Page excerpt ::
28 May 2023 News/Editorial
If angling correspondents/commentators have any role at all, it is to look on the bright side, to encourage and cajole so that future chances of success, for hapless readers, are, if not exaggerated, balanced on the positive side, because, of course, with fishing, we are all optimists and, well, you never quite know.
I am finding even that low bar tricky, the sun is beating down, the forecasts are agreed on more of the same for the foreseeable future, well into June, the river is already at summer level and will continue to drop. Add to that the fact that all three (Tay, Dee,Tweed), possibly all four, to include the Spey, of the great east coast Scottish rivers (for I hear the Spey is no great shakes either), failed to catch 100 salmon (most probably many fewer than that) between them last week, you will see my dilemma in coming up with something upbeat to say.

Work to complete ::
A) Please show each line of the records that contains the word "blurred".
B) Resume the angling column on the Scottish salmon rivers, writing on from its last sentence.

Raw records ::
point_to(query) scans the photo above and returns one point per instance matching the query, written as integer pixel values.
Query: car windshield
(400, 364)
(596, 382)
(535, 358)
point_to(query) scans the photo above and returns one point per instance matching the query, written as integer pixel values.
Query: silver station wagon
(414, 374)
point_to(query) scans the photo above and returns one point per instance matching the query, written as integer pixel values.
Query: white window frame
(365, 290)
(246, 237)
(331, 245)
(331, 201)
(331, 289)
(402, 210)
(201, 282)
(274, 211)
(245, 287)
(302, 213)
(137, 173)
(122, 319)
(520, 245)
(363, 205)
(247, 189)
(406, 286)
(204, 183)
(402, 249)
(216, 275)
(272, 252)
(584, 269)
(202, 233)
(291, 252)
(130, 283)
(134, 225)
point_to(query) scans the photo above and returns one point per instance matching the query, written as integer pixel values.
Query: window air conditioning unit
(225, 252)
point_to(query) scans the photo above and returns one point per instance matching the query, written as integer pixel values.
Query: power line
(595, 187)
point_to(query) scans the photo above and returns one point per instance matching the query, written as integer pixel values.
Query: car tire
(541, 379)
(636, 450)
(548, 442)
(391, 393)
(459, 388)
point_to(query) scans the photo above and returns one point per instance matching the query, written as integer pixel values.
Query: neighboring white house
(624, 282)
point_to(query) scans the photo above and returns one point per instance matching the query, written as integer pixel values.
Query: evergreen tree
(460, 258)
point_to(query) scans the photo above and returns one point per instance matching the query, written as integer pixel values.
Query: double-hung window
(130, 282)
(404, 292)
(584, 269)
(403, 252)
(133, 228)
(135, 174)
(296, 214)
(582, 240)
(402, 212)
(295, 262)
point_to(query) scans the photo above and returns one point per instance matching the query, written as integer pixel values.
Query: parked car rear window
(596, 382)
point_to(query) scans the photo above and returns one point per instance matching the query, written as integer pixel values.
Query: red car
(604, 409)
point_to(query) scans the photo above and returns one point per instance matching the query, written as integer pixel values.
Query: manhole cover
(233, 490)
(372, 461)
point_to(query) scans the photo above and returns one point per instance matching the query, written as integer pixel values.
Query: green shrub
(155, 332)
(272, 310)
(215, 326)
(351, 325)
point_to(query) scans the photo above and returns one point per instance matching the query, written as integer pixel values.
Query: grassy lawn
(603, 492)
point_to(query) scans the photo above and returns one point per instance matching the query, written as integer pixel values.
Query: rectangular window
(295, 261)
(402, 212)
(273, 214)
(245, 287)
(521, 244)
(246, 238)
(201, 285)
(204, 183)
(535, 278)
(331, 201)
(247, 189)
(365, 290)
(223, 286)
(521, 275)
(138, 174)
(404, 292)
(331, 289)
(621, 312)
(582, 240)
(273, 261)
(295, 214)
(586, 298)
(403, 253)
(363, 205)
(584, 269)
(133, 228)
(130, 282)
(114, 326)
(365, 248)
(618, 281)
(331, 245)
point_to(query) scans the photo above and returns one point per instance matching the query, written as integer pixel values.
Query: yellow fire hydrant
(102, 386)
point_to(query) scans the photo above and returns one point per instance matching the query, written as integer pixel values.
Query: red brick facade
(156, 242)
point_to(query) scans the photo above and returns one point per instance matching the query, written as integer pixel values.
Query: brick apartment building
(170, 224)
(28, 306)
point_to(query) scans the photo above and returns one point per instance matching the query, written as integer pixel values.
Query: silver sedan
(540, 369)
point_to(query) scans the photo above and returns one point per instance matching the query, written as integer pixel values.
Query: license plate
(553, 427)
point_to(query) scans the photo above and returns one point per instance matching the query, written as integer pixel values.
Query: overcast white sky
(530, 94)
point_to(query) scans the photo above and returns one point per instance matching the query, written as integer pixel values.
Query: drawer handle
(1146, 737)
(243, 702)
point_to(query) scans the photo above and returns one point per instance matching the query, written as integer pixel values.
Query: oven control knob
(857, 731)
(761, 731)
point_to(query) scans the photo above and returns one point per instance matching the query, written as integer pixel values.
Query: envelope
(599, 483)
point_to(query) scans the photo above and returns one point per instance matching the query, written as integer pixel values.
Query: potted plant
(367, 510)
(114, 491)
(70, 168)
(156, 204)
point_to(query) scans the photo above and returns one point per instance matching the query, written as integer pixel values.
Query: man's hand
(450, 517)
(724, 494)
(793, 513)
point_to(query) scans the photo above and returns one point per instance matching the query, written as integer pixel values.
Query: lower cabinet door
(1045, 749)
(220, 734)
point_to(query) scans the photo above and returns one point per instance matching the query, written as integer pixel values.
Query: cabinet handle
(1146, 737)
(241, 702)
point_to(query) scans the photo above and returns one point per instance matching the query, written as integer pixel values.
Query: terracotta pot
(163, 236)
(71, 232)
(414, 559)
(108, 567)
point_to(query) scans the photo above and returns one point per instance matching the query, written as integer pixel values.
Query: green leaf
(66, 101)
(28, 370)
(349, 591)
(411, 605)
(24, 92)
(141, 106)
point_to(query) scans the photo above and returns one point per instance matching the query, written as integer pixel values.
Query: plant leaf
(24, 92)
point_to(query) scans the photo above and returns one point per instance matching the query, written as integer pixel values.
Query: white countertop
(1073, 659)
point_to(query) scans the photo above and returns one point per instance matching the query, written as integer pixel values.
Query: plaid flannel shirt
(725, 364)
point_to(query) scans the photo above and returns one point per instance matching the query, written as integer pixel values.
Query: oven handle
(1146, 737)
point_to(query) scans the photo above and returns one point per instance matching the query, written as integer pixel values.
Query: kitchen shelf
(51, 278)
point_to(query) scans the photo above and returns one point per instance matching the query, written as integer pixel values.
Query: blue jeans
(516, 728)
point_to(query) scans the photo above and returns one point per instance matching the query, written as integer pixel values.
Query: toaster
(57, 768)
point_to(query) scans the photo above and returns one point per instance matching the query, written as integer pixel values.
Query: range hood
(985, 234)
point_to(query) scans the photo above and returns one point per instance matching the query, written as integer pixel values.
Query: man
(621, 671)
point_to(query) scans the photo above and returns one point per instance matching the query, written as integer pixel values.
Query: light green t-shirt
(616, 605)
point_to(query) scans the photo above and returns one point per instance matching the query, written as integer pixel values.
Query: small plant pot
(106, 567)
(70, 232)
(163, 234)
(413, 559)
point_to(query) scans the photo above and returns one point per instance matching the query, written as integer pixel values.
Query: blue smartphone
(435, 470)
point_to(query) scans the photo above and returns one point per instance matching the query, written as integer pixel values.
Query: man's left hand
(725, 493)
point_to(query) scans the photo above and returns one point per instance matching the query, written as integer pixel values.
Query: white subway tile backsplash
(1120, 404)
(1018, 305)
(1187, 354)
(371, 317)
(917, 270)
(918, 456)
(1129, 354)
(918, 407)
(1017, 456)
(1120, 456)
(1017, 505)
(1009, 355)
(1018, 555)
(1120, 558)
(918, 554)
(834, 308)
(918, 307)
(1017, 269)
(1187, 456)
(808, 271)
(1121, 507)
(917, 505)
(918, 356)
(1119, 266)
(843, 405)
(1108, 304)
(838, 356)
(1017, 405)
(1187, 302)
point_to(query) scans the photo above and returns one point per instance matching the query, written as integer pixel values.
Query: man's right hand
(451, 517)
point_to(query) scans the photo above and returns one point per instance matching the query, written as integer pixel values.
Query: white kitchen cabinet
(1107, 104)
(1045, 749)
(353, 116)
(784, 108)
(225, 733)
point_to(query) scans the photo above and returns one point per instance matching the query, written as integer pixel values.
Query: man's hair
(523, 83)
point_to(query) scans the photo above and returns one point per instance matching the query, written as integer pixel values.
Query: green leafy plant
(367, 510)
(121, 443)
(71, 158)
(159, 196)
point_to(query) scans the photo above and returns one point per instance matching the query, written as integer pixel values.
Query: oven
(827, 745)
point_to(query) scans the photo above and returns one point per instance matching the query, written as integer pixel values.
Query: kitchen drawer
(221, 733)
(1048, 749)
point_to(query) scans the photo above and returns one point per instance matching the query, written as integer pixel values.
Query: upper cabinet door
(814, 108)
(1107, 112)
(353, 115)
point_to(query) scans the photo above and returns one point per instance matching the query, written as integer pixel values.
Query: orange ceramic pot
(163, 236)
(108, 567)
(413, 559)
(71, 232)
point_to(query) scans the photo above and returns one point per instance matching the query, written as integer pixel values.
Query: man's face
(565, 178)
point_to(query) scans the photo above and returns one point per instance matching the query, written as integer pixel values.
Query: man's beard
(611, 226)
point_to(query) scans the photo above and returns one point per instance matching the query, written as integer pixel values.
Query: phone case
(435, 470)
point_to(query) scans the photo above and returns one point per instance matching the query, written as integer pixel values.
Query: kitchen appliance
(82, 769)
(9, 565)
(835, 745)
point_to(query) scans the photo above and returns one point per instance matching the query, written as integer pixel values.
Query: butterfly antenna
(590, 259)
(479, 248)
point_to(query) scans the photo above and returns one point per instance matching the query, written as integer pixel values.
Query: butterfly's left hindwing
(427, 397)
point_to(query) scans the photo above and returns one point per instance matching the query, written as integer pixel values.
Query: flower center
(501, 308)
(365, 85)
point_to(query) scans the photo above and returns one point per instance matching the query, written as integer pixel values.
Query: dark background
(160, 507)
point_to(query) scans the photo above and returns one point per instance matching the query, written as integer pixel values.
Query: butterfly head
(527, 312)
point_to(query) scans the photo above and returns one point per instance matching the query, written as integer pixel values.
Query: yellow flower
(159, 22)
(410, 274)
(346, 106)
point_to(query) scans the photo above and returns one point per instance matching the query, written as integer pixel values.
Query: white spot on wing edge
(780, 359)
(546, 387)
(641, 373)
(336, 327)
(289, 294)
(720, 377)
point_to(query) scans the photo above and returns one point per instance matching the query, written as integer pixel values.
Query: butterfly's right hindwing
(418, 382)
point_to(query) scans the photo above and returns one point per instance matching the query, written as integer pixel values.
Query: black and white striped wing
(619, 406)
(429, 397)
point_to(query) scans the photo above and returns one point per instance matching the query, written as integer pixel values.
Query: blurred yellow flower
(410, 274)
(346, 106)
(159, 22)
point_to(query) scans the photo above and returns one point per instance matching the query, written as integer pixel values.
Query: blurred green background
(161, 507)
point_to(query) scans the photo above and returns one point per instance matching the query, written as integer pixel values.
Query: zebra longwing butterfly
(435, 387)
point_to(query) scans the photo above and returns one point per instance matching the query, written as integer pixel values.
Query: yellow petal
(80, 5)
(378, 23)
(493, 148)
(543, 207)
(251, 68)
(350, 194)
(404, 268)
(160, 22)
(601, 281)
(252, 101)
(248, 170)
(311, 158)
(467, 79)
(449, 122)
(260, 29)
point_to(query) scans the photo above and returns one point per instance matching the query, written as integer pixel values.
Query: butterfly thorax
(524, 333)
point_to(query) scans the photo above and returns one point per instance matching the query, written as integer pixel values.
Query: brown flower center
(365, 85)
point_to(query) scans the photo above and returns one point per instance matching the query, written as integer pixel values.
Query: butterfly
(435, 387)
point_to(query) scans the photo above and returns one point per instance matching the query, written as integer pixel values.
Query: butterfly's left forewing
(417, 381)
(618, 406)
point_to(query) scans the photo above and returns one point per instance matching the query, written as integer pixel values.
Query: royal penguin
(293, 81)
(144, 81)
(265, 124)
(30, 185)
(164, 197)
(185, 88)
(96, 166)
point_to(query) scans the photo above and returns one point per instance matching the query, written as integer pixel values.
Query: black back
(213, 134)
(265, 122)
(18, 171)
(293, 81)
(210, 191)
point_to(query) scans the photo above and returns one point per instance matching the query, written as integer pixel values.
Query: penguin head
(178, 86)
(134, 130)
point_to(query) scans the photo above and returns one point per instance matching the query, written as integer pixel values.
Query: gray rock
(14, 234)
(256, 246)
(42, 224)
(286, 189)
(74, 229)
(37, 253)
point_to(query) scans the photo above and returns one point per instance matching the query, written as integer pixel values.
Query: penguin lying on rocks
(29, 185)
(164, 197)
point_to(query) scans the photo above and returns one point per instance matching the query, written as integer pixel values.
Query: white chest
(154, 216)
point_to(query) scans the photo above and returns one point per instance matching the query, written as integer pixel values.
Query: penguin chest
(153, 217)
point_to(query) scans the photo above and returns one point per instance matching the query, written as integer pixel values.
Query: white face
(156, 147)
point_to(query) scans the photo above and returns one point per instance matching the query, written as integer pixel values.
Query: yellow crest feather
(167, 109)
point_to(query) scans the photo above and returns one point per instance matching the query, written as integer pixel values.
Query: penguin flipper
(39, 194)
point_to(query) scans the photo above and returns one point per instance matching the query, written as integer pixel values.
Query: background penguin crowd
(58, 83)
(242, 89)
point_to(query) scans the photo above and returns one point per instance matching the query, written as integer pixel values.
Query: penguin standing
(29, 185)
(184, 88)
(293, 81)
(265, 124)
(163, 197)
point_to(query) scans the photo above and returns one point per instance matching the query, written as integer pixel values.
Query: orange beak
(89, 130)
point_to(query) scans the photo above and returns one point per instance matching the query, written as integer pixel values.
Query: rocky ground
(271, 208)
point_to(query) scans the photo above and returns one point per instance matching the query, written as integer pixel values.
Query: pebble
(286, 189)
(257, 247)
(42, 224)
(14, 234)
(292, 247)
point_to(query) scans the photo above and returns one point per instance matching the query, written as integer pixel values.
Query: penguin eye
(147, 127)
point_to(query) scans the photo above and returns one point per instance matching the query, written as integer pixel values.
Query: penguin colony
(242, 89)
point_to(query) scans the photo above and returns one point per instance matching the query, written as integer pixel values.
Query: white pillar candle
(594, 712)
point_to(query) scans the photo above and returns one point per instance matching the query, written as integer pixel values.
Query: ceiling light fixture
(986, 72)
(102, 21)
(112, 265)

Expected outputs ::
A)
Query: blurred yellow flower
Query: blurred green background

B)
Blaming “fishing conditions” has always been the easy fallback for those determined to portray oodles of fish, when there clearly are not. This time it really does not wash; ok the sun is shining and conditions are not easy, but the river is not that hot (nights still cool) and if the fish were there, you could catch them either early or late in the day. With river levels bigtime favouring beats below Coldstream, when only one salmon was caught there in the final five days of last week, the only sensible conclusion is that little is coming in from the sea. It must be the very same elsewhere on the other rivers.
It is never a good idea to draw conclusions, kneejerk, in the heat of the moment, but you do wonder what is happening to our beloved fish, and what more, if anything, we can do to protect them and ensure those incomparable springers continue to run our rivers? Alarmism is seldom right. We need balanced and sensible heads, and, of course, we have been here before (as recently as 2018, see below), but even so, there is beginning to be something horribly predictable about the accumulation of bad news in the Atlantic salmon’s world.
I have no answers, unlike many others, who think they have. Of one thing I am sure, killing salmon at the moment, as our only netting station is still allowed to do in April and May, is marginally offensive to those of us who love our fish and have not deliberately killed one for many years. It should be stopped, and one can only hope that this year/spring is the straw that breaks that particular camel’s back, with the Government, and that they finally do something about it.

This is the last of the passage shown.